#### Consignes
1. Quels juges la ligne « CORAM » de l'extrait de l'arrêt Hudon nomme-t-elle ?
2. Reproduisez fidèlement le passage de l'extrait de l'arrêt Hudon qui commence par « 1966: Décembre 13; » et se poursuit jusqu'à « le défendeur, intimé. ».

#### Extrait fourni
════════
Cour suprême du Canada
Hudon et Hudon c. Procureur général de Québec, [1968] R.C.S. 103
Date: 1967-10-26
Gérard Hudon et Fernand Hudon (Demandeurs) Appelants;
et
Le Procureur Général De La Province De Québec (Défendeur) Intimé.
1966: Décembre 13; 1967: Octobre 26.
CORAM: Le Juge en Chef Taschereau et les Juges Cartwright, Fauteux, Abbott et Martland.
EN APPEL DE LA COUR DU BANC DE LA REINE, PROVINCE DE QUÉBEC
APPEL d’un jugement de la Cour du banc de la reine, province de Québec1, infirmant un jugement du Juge Lizotte. Appel maintenu, le Juge Abbott étant dissident.
Gilles St-Hilaire et Pierre De Bané, pour les demandeurs, appelants.
Jean Turgeon, c.r., pour le défendeur, intimé.
Le jugement du Juge en Chef Taschereau et des Juges Cartwright, Fauteux et Martland a été rendu par
LE JUGE FAUTEUX: — Les appelants se pourvoient à l’encontre d’une décision de la Cour du banc de la reine[2] infirmant le jugement de la Cour supérieure qui avait maintenu leur pétition de droit dirigée contre le Procureur général de la province de Québec.
════════
#### Données fournies

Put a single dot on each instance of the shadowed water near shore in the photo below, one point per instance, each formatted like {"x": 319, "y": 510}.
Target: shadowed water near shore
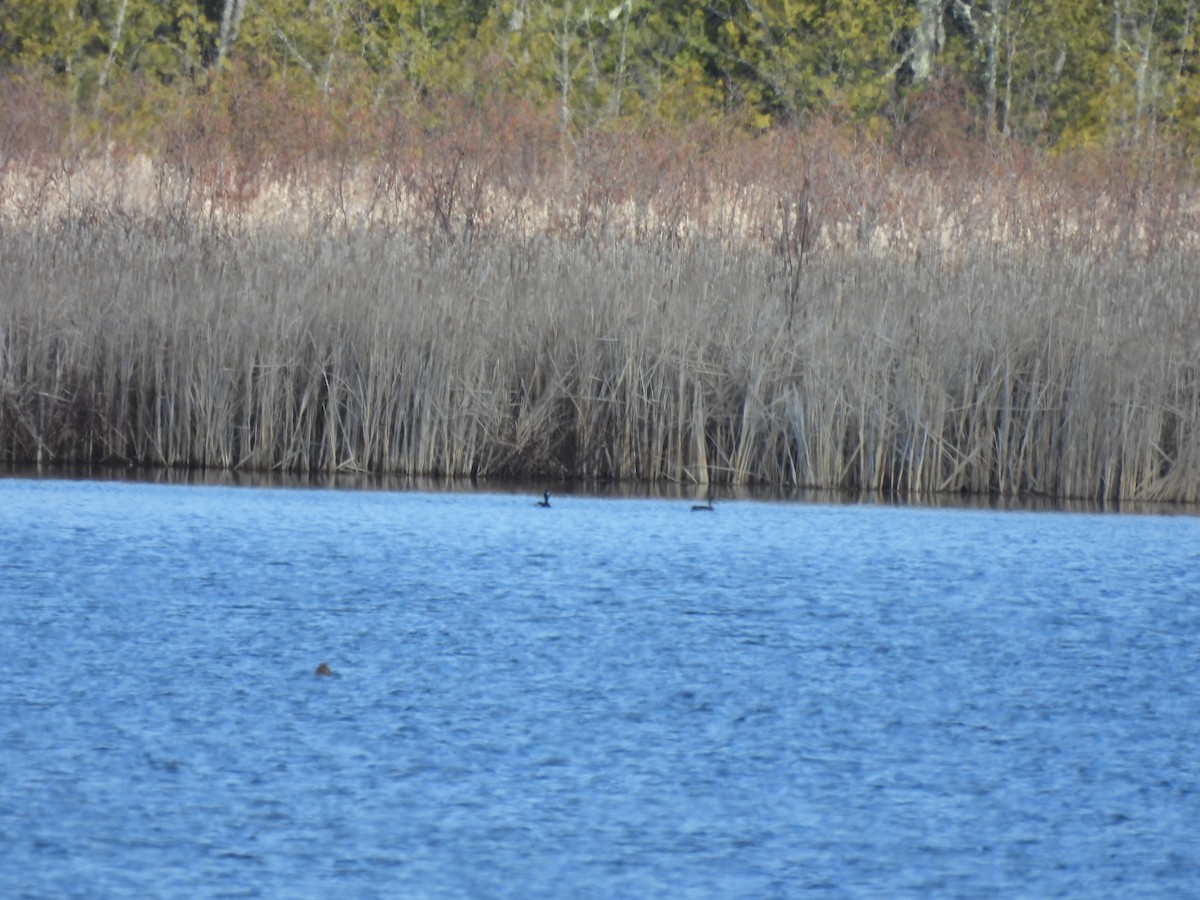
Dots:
{"x": 565, "y": 491}
{"x": 610, "y": 699}
{"x": 1017, "y": 372}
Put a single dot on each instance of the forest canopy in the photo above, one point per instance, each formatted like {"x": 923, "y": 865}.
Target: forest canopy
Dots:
{"x": 1061, "y": 73}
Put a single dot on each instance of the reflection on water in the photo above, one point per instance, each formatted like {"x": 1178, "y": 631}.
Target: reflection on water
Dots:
{"x": 612, "y": 697}
{"x": 657, "y": 490}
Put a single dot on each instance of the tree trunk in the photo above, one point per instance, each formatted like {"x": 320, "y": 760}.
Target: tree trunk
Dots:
{"x": 929, "y": 39}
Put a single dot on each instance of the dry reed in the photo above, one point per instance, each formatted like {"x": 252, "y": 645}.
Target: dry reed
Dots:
{"x": 823, "y": 330}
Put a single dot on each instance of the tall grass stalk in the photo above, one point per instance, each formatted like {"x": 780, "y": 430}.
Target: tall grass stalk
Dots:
{"x": 795, "y": 312}
{"x": 988, "y": 370}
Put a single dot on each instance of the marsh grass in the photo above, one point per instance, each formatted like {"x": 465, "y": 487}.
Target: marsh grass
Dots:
{"x": 817, "y": 324}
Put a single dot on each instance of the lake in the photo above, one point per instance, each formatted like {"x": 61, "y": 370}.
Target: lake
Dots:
{"x": 613, "y": 697}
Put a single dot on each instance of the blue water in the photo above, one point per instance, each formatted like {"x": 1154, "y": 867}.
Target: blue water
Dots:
{"x": 609, "y": 699}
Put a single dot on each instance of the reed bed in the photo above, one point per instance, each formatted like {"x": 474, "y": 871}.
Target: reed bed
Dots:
{"x": 474, "y": 313}
{"x": 987, "y": 370}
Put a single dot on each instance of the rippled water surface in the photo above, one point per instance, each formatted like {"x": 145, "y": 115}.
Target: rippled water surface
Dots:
{"x": 609, "y": 699}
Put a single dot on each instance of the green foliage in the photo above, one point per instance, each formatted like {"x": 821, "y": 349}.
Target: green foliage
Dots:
{"x": 1066, "y": 72}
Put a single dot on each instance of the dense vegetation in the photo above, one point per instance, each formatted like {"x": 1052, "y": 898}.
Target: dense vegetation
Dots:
{"x": 888, "y": 246}
{"x": 1039, "y": 71}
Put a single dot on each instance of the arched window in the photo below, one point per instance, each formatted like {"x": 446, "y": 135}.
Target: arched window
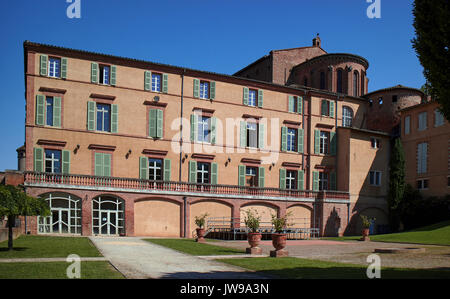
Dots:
════════
#### Réponses attendues
1. Taschereau (juge en chef), Cartwright, Fauteux, Abbott et Martland.

2.
1966: Décembre 13; 1967: Octobre 26.
CORAM: Le Juge en Chef Taschereau et les Juges Cartwright, Fauteux, Abbott et Martland.
EN APPEL DE LA COUR DU BANC DE LA REINE, PROVINCE DE QUÉBEC
APPEL d’un jugement de la Cour du banc de la reine, province de Québec1, infirmant un jugement du Juge Lizotte. Appel maintenu, le Juge Abbott étant dissident.
Gilles St-Hilaire et Pierre De Bané, pour les demandeurs, appelants.
Jean Turgeon, c.r., pour le défendeur, intimé.